Exercise input -
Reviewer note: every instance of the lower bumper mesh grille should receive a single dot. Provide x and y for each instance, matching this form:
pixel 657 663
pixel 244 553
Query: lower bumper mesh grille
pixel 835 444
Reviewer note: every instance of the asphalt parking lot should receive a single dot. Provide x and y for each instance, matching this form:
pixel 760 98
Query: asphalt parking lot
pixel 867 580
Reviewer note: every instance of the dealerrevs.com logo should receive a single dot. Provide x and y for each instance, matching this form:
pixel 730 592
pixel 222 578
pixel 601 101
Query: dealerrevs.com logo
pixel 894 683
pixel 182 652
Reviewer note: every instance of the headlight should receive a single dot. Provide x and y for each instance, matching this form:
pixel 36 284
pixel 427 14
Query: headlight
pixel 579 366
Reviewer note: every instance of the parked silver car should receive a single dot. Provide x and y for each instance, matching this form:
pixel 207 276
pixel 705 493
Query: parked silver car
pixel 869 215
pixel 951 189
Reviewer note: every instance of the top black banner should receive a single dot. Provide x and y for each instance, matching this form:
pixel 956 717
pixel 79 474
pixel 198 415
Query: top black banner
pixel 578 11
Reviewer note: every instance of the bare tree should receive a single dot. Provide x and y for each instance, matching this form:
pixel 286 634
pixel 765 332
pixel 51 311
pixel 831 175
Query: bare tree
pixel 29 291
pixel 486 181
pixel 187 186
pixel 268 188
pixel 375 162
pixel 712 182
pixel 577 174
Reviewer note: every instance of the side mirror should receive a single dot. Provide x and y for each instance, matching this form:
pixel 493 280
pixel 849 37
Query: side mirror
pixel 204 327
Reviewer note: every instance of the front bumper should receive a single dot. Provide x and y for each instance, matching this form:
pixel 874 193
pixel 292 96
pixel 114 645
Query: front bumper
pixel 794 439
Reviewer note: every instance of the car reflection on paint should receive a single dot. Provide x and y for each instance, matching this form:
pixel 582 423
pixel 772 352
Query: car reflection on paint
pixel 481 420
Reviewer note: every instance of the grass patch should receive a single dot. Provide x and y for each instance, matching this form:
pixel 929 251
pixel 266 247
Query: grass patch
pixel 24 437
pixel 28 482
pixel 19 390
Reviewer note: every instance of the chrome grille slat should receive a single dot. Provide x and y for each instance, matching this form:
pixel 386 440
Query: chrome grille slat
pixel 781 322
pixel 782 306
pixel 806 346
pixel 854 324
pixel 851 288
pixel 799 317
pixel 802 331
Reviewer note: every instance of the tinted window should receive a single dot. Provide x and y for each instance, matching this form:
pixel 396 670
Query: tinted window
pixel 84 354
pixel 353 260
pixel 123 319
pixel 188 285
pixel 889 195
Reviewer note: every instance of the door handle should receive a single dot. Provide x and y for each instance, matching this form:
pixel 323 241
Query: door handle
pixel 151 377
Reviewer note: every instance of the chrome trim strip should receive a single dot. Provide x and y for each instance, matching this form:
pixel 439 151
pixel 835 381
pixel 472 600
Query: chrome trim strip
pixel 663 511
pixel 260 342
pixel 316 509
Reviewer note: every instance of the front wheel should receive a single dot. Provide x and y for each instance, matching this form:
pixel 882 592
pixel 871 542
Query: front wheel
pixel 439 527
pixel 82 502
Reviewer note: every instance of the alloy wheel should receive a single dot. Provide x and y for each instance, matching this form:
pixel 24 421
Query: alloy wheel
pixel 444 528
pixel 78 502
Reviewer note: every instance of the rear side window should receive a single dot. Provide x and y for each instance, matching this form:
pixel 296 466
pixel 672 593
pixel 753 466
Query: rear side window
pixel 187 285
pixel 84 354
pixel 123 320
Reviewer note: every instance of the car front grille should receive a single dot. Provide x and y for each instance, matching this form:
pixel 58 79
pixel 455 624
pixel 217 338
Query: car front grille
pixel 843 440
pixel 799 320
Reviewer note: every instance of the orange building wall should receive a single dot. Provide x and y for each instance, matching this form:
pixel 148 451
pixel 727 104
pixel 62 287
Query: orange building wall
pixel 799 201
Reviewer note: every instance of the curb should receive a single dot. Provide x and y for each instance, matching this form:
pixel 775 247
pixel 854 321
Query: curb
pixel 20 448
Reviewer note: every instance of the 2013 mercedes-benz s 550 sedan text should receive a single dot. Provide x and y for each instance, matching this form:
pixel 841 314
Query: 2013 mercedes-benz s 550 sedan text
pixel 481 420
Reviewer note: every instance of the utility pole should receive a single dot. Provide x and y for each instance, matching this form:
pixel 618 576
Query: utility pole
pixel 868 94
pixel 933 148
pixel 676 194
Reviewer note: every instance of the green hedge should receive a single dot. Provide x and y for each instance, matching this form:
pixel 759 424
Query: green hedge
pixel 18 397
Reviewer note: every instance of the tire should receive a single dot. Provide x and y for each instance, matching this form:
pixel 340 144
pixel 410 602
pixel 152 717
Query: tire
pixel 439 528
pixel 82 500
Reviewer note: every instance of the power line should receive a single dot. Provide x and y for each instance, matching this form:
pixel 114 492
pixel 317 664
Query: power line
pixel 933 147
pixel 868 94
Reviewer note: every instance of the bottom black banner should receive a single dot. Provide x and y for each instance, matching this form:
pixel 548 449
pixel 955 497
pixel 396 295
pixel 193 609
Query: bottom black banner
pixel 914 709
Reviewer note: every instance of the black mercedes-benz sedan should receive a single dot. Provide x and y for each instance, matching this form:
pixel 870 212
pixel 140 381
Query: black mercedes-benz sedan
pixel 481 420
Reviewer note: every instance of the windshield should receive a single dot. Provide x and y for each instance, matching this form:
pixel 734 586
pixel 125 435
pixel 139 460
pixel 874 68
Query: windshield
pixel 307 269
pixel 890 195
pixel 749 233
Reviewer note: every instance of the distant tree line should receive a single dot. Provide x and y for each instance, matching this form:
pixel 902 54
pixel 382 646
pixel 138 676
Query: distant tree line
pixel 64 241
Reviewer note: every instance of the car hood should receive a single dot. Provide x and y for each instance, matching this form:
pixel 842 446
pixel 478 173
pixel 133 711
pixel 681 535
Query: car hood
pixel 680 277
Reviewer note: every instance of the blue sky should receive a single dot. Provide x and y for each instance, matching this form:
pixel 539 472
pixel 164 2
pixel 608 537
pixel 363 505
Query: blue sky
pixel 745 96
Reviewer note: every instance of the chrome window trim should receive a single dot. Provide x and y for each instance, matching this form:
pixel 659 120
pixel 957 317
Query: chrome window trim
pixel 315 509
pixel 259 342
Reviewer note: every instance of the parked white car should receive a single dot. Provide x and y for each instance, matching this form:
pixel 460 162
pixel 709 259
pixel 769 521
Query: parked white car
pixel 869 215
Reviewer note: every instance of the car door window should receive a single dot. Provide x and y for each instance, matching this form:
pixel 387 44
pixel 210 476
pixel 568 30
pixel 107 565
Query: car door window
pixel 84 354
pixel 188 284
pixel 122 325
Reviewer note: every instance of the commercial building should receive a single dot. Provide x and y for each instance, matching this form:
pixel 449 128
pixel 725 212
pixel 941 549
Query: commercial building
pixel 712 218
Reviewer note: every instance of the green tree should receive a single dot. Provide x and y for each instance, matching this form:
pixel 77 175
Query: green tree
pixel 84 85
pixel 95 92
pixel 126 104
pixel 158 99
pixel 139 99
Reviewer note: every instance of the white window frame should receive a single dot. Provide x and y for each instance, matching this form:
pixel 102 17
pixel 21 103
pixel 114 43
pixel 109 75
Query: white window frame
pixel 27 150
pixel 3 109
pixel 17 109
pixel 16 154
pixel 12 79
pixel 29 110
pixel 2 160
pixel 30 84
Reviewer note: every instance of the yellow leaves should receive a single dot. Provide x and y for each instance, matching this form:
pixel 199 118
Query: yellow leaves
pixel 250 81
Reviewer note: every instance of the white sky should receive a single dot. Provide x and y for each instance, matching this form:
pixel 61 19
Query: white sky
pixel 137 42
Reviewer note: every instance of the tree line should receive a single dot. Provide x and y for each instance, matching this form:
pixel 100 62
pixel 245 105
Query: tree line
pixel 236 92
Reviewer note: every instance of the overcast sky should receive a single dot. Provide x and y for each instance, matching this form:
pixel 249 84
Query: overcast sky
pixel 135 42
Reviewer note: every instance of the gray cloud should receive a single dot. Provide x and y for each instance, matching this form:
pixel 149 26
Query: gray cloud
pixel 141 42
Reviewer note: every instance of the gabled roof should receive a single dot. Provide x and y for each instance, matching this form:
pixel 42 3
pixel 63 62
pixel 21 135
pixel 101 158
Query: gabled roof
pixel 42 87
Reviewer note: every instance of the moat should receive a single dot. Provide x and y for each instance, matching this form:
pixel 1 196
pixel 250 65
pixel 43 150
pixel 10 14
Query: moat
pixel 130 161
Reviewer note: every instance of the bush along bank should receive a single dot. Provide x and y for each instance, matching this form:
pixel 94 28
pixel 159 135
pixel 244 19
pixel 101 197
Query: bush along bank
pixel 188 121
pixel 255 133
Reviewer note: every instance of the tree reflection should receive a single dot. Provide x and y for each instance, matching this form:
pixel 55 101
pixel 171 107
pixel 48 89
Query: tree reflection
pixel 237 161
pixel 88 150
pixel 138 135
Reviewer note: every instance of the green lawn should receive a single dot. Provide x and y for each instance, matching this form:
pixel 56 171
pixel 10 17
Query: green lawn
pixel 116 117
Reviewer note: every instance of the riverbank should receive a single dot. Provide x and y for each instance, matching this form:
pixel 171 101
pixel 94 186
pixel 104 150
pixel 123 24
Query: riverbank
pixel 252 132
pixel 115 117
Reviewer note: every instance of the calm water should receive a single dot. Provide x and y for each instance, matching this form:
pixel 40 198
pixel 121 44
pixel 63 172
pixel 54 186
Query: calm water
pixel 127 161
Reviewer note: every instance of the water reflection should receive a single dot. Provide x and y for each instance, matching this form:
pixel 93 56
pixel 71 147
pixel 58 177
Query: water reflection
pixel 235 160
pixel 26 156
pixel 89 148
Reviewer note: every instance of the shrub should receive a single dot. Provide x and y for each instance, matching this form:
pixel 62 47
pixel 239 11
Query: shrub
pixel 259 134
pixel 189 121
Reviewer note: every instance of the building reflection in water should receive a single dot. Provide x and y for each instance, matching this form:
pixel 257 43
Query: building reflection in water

What to work on -
Copy the data above word for word, from the line that contains "Reviewer note: every instance of the gabled" through the line that contains "pixel 115 117", including both of those lines.

The completed task -
Reviewer note: every instance of the gabled roof should receive a single dot. Provide x and y for each instance, matching this form:
pixel 42 3
pixel 63 62
pixel 21 135
pixel 101 158
Query: gabled roof
pixel 42 87
Reviewer note: every instance of the moat should receive a single dot. Provide x and y for each instance, matching this form:
pixel 1 196
pixel 250 65
pixel 43 150
pixel 10 14
Query: moat
pixel 130 161
Reviewer note: every instance of the bush along bank should receive a single dot. Provide x and y for each instance, matching this form:
pixel 94 28
pixel 159 135
pixel 244 19
pixel 101 197
Query: bush along bank
pixel 188 121
pixel 255 133
Reviewer note: every instance of the tree reflection should receive a single dot. Provide x and y for each instance, matching this form:
pixel 55 101
pixel 171 107
pixel 48 89
Query: tree reflection
pixel 237 161
pixel 88 150
pixel 138 135
Reviewer note: every instance of the green lawn should receive a single dot. Provide x and y for each instance, matching this form:
pixel 56 171
pixel 10 17
Query: green lawn
pixel 116 117
Reviewer note: every instance of the riverbank should receive a single dot. Provide x and y for each instance, matching this form:
pixel 171 101
pixel 94 186
pixel 104 150
pixel 123 24
Query: riverbank
pixel 252 132
pixel 115 117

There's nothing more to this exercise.